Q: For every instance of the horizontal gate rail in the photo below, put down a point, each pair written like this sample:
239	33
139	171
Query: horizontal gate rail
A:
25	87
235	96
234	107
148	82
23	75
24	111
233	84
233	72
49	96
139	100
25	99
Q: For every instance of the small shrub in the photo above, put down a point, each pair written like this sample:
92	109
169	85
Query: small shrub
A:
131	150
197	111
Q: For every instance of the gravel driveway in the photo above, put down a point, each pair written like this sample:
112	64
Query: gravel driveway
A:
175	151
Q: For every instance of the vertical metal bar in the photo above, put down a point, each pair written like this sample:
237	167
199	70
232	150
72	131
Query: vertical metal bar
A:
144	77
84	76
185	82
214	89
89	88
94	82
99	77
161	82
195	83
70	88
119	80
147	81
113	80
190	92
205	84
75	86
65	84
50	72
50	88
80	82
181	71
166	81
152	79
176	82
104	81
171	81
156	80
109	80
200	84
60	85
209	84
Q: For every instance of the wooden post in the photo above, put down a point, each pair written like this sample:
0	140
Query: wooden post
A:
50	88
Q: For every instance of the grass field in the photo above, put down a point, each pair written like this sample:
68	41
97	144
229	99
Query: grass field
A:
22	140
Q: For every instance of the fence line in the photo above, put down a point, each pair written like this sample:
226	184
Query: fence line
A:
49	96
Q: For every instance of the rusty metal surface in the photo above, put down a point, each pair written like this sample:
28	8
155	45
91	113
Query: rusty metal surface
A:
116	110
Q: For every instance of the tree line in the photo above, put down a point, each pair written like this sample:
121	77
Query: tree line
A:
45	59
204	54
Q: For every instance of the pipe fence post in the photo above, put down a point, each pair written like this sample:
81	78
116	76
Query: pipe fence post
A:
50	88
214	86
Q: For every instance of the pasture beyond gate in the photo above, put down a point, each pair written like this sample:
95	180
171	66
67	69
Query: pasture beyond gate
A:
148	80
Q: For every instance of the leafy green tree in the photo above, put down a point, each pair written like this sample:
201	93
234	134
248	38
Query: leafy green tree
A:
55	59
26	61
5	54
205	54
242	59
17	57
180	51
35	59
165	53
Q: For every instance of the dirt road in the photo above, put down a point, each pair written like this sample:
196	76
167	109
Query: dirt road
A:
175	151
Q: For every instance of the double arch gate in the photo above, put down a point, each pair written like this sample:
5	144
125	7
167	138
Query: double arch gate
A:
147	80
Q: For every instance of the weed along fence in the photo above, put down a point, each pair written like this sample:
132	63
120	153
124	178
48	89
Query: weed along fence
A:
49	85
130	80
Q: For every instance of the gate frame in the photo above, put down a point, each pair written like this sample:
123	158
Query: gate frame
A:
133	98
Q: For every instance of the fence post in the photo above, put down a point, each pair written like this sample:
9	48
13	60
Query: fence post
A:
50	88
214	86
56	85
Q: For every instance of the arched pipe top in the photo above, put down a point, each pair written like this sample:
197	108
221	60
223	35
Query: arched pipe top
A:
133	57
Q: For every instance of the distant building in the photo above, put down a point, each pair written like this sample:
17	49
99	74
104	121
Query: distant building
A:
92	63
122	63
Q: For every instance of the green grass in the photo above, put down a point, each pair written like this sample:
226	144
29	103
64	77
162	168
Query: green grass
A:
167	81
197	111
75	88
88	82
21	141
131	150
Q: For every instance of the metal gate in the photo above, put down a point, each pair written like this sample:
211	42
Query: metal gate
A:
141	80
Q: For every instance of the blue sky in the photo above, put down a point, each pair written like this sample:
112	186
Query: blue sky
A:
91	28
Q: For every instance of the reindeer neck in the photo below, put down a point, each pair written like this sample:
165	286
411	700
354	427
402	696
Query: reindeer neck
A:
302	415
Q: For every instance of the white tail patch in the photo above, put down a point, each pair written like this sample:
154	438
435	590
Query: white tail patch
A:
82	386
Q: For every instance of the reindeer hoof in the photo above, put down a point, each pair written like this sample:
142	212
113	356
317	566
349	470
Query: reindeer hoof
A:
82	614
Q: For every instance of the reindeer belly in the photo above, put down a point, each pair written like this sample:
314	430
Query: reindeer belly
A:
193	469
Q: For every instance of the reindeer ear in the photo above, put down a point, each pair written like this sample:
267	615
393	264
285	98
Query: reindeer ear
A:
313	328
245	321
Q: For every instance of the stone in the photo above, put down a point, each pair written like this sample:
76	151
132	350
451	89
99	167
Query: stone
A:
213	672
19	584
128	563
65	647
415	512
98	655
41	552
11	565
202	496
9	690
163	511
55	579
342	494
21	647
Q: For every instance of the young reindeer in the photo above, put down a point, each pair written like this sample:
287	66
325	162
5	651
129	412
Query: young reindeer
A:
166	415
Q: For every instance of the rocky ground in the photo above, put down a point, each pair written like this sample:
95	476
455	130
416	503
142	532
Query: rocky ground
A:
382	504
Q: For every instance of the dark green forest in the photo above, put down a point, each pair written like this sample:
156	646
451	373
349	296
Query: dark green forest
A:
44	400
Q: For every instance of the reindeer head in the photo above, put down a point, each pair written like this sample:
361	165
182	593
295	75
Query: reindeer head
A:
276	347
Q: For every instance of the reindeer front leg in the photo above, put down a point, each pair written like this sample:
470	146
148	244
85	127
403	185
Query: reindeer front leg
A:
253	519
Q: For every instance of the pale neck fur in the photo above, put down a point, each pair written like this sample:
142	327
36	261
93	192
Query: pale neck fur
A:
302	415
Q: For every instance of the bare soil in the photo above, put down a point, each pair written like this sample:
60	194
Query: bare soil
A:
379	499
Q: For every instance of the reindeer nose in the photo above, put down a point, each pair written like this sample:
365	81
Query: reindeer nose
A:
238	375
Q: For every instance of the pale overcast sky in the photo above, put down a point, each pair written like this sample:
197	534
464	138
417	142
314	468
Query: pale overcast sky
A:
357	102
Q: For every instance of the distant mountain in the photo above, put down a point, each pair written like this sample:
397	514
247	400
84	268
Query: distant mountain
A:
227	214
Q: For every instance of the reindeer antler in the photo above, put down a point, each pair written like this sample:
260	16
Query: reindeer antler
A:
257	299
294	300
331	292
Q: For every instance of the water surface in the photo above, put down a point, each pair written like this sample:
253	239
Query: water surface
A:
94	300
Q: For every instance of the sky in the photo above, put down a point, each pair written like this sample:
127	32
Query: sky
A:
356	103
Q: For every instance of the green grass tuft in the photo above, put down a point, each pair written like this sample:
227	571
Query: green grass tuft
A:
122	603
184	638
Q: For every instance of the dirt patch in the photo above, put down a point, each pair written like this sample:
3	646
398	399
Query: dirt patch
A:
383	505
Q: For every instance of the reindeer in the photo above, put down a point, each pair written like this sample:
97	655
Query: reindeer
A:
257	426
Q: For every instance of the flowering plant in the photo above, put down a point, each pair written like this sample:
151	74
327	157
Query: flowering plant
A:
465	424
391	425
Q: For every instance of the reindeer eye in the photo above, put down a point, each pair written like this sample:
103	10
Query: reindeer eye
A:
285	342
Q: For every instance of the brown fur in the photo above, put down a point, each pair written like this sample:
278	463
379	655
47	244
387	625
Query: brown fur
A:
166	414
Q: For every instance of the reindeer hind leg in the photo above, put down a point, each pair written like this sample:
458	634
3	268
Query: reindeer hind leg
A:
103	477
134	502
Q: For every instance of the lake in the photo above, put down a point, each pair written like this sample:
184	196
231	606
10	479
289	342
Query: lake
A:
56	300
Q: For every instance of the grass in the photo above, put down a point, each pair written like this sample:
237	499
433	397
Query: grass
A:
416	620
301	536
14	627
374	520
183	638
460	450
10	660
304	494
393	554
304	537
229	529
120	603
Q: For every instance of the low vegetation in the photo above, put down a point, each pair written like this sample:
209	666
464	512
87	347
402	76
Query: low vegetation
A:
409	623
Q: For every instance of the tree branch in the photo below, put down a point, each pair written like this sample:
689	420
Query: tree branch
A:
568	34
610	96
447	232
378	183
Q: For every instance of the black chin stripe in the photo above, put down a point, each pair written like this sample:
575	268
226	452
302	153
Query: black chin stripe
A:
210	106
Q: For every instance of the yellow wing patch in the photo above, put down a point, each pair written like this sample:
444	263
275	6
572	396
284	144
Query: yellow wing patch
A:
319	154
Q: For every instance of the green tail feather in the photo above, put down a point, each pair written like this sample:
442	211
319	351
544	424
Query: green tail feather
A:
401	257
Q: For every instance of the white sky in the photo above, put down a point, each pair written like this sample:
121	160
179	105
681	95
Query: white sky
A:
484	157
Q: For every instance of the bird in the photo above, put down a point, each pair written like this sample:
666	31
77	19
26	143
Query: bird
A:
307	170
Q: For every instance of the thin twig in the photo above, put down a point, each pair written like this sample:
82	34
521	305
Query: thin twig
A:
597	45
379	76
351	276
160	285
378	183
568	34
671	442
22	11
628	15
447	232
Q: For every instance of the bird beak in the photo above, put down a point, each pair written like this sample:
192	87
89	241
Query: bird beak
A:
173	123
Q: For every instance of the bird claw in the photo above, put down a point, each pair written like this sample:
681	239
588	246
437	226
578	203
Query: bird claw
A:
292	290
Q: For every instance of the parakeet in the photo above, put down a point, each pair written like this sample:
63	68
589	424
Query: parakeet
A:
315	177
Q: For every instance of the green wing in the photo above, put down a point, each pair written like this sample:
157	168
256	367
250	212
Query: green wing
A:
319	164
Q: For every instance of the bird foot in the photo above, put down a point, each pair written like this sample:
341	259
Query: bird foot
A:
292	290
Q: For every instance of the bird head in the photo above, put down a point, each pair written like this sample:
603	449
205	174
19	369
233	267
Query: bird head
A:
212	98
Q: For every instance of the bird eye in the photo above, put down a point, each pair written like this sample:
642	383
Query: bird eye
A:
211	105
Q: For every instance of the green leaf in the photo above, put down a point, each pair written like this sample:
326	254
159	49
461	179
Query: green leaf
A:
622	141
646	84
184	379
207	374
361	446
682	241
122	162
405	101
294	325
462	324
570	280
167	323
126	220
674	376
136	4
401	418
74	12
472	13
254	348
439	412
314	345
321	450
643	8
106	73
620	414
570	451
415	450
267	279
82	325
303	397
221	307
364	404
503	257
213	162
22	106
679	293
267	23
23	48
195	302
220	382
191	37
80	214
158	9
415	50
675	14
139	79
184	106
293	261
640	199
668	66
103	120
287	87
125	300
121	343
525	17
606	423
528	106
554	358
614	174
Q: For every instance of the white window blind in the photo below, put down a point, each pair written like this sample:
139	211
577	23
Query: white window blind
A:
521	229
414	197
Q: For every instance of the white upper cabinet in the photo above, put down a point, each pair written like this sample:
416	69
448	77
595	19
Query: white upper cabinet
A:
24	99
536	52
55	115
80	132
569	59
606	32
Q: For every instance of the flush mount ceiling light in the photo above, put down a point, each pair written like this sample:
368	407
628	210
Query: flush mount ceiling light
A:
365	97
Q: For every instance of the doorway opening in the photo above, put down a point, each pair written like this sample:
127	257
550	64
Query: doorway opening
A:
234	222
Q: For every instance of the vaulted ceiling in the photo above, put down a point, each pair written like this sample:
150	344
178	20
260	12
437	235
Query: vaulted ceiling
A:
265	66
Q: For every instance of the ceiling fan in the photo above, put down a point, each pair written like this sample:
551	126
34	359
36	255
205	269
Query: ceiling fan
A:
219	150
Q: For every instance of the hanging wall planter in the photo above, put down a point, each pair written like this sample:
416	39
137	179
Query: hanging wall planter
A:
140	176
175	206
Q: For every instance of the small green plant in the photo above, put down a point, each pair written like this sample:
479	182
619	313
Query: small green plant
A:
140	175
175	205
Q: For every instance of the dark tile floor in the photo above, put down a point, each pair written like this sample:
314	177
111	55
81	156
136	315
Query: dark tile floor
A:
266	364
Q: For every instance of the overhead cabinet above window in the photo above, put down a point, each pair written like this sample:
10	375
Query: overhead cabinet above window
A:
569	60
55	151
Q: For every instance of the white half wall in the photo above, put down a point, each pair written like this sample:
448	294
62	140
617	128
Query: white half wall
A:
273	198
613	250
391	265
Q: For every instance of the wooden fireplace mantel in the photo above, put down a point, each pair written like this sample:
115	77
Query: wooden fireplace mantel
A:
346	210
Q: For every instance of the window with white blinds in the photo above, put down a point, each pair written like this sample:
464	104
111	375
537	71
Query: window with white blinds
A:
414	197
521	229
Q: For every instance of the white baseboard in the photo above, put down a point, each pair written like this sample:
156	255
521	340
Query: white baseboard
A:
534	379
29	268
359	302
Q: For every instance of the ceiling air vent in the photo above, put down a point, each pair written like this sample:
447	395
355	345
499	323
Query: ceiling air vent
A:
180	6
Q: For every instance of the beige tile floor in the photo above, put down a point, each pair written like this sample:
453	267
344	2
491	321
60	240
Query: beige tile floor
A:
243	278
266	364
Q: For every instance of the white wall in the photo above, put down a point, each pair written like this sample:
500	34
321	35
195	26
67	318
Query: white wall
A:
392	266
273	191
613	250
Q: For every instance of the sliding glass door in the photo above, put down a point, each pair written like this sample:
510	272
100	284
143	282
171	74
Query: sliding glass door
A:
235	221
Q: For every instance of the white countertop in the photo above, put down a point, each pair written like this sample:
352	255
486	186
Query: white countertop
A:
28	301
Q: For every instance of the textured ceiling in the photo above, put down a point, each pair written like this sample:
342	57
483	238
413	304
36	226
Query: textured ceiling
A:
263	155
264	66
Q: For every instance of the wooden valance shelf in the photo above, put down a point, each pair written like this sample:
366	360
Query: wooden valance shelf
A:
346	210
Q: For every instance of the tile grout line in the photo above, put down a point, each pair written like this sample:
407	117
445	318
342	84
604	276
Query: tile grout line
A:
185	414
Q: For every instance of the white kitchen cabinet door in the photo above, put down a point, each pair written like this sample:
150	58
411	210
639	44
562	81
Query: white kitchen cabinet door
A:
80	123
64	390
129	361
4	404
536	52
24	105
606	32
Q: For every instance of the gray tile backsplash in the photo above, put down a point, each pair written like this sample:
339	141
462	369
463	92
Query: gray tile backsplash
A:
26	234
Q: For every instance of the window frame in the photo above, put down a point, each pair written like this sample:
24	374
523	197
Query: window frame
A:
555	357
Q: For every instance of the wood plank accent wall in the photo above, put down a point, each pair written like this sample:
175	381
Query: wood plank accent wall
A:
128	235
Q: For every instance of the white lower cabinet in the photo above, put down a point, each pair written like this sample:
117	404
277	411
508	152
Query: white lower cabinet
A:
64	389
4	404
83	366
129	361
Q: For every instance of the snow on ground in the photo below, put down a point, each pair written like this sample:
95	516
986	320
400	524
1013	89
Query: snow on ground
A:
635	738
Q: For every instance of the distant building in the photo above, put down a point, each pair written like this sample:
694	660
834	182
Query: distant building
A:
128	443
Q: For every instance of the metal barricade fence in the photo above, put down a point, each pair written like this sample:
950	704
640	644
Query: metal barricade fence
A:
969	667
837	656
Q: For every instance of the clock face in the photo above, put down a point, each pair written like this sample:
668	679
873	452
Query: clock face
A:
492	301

TO DO
When a line of the data holds the string "wing", pick it out and copy it.

SOLVED EXERCISE
Q: For every instance of the yellow wing patch in the photo above, put down a point, each pair written like this sample:
Query: yellow wing patch
Q: For every instance of the green wing in the photo above, put down a point, each pair written like this sample:
Query: green wing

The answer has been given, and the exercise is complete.